◆ Task to complete
Transcribe the full listing exactly, and drop every picture.

◆ Records provided
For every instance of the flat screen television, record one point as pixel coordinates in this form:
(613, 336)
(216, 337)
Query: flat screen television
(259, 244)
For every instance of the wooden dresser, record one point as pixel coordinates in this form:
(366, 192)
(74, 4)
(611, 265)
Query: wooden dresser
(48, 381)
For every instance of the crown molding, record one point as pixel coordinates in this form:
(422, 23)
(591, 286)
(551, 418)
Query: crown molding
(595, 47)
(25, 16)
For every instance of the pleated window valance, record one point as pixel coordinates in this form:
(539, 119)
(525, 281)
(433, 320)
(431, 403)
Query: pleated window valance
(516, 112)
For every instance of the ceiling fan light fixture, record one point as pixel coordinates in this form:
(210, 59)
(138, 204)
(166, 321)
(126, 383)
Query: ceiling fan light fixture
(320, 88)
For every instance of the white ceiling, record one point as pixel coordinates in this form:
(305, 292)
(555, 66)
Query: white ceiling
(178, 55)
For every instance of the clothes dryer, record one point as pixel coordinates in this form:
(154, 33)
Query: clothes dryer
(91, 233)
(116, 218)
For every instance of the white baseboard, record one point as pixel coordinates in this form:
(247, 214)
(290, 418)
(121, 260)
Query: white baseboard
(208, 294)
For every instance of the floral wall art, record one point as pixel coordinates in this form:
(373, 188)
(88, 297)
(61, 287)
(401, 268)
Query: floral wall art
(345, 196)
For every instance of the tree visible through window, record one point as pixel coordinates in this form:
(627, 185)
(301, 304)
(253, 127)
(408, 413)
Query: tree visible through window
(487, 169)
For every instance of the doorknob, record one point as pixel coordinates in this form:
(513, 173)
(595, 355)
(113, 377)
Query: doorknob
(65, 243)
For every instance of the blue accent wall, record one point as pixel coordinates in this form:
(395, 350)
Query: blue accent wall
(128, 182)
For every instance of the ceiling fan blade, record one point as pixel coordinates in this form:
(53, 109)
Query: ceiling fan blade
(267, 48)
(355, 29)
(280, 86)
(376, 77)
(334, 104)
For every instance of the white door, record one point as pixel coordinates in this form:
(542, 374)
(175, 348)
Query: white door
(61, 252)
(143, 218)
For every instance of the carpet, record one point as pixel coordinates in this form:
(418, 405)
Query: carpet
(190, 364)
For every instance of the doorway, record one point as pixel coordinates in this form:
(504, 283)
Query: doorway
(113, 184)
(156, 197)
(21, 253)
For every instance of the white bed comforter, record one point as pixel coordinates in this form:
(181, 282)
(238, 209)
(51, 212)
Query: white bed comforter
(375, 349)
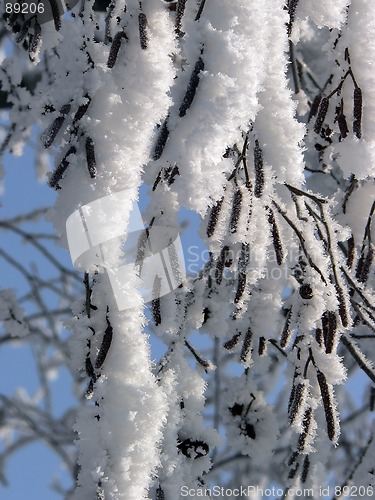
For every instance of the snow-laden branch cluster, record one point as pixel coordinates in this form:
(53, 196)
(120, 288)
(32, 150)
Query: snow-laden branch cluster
(258, 117)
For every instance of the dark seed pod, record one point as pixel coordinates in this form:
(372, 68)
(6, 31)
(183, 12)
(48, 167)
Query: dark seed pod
(155, 304)
(297, 400)
(231, 343)
(90, 390)
(329, 326)
(351, 252)
(237, 409)
(90, 157)
(292, 5)
(55, 14)
(262, 346)
(258, 168)
(236, 211)
(106, 344)
(192, 87)
(50, 133)
(157, 180)
(60, 170)
(175, 263)
(293, 457)
(319, 337)
(323, 108)
(357, 112)
(214, 217)
(315, 106)
(179, 14)
(161, 141)
(81, 111)
(193, 448)
(306, 291)
(364, 265)
(279, 251)
(89, 368)
(115, 47)
(241, 285)
(343, 312)
(305, 469)
(24, 30)
(220, 264)
(328, 405)
(287, 331)
(35, 41)
(172, 174)
(372, 399)
(306, 422)
(343, 126)
(160, 494)
(142, 23)
(246, 346)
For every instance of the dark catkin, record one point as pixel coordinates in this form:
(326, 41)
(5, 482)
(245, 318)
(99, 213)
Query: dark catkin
(351, 252)
(241, 285)
(60, 170)
(90, 157)
(89, 368)
(214, 217)
(279, 251)
(142, 23)
(323, 108)
(329, 328)
(305, 469)
(319, 337)
(115, 47)
(236, 211)
(55, 14)
(343, 126)
(179, 14)
(231, 343)
(155, 304)
(220, 264)
(343, 312)
(327, 404)
(296, 400)
(175, 263)
(306, 422)
(160, 494)
(372, 399)
(258, 169)
(50, 133)
(357, 112)
(161, 140)
(262, 346)
(35, 41)
(287, 331)
(172, 174)
(192, 87)
(246, 346)
(105, 346)
(364, 265)
(24, 30)
(315, 106)
(157, 180)
(81, 111)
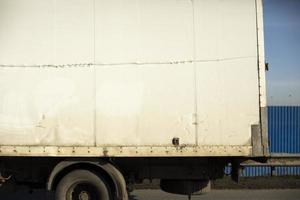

◆ Answer to the problem
For every instance of the flat screen television, record one point as pixel coordinates in this form:
(613, 336)
(216, 337)
Query: flat screen television
(259, 244)
For every instance of the wooden dresser, record one point as pixel coordinates in this form:
(366, 192)
(74, 4)
(611, 265)
Query: wooden dresser
(48, 381)
For every instance of the crown molding, record one point as pixel coordinates in this form:
(422, 23)
(591, 286)
(551, 418)
Query: crown molding
(595, 47)
(25, 16)
For every instance of the pleated window valance, record one point as pixel coordinates in this form:
(539, 119)
(525, 281)
(433, 320)
(431, 403)
Query: pleated window valance
(516, 112)
For every instance of the ceiling fan light fixture, record one point as pixel coordinates in this form:
(210, 59)
(138, 204)
(166, 321)
(126, 383)
Query: ceiling fan light fixture
(320, 88)
For every instance of the white ceiling, record one point as pixel coordinates in this form:
(305, 292)
(555, 66)
Query: white ceiling
(178, 55)
For every instance of the clothes dryer, record one point as pixel coordinates in this form:
(154, 33)
Query: clothes dryer
(91, 233)
(116, 218)
For every instance of the white baseboard, record one point as pixel coordinates in this form:
(247, 214)
(290, 418)
(121, 260)
Query: white baseboard
(208, 294)
For every instance of the floral wall art, record one point as pixel coordinates in this form:
(373, 188)
(88, 297)
(61, 287)
(401, 268)
Query: floral wall art
(345, 196)
For every instance of the tree visible through window, record one point as pixel coordinates in this form:
(627, 185)
(301, 304)
(253, 127)
(408, 413)
Query: tree visible through window
(487, 169)
For every instance of the doorknob, record one point as pixel coordinates in this form:
(513, 173)
(595, 355)
(113, 377)
Query: doorknob
(65, 243)
For every instance of the blue accent wall, record one point as pixel coordinates in this form:
(395, 350)
Query: blue accent wall
(128, 182)
For every instance of the ceiling fan blade, record one point as pixel coordinates in this form:
(53, 109)
Query: ceiling fan blade
(267, 48)
(355, 29)
(280, 86)
(376, 77)
(334, 104)
For every instance of the white door, record one point as pixel coordinates in this form:
(542, 374)
(175, 348)
Query: white door
(61, 252)
(143, 218)
For every instance of the carpet, record one point as pixel coordinates in this form:
(418, 405)
Query: carpet
(190, 364)
For every instance of the doorway, record one point as pixel coordinates in this form:
(504, 283)
Query: doorway
(113, 184)
(156, 197)
(21, 253)
For every instance of the white bed comforter, record one point as pixel coordinates in this form:
(181, 282)
(238, 209)
(51, 212)
Query: white bed comforter
(375, 349)
For every instance of the snow-laden branch cluster, record one point as pixel coordinates in this form:
(53, 196)
(120, 288)
(32, 150)
Query: snow-laden branch cluster
(258, 117)
For every instance of the dark seed pod, record one point as pixel coordinates in this form:
(372, 68)
(6, 31)
(183, 12)
(48, 167)
Query: dark seed pod
(155, 304)
(297, 400)
(231, 343)
(90, 390)
(329, 326)
(351, 252)
(237, 409)
(90, 157)
(292, 5)
(55, 14)
(262, 346)
(258, 168)
(236, 211)
(106, 344)
(192, 87)
(50, 133)
(157, 180)
(60, 170)
(175, 263)
(293, 457)
(319, 337)
(323, 108)
(357, 112)
(214, 217)
(315, 106)
(179, 14)
(161, 141)
(81, 111)
(193, 448)
(306, 291)
(364, 265)
(279, 251)
(89, 368)
(115, 47)
(241, 285)
(343, 312)
(305, 469)
(24, 30)
(220, 264)
(328, 405)
(287, 331)
(35, 41)
(172, 174)
(372, 399)
(306, 422)
(343, 126)
(160, 494)
(142, 23)
(246, 346)
For every instance of the dark catkin, record one point as pixel coordinates in this form:
(326, 41)
(5, 482)
(245, 318)
(99, 213)
Query: dark catkin
(351, 252)
(241, 285)
(60, 170)
(90, 157)
(89, 368)
(214, 217)
(279, 251)
(142, 23)
(323, 108)
(329, 328)
(305, 469)
(319, 337)
(115, 47)
(236, 211)
(55, 14)
(343, 126)
(179, 14)
(231, 343)
(155, 304)
(220, 264)
(343, 312)
(327, 404)
(296, 400)
(175, 263)
(306, 422)
(160, 494)
(372, 399)
(258, 169)
(50, 133)
(357, 112)
(161, 140)
(262, 346)
(35, 41)
(287, 331)
(172, 174)
(192, 87)
(246, 346)
(105, 346)
(364, 265)
(24, 30)
(315, 106)
(157, 180)
(81, 111)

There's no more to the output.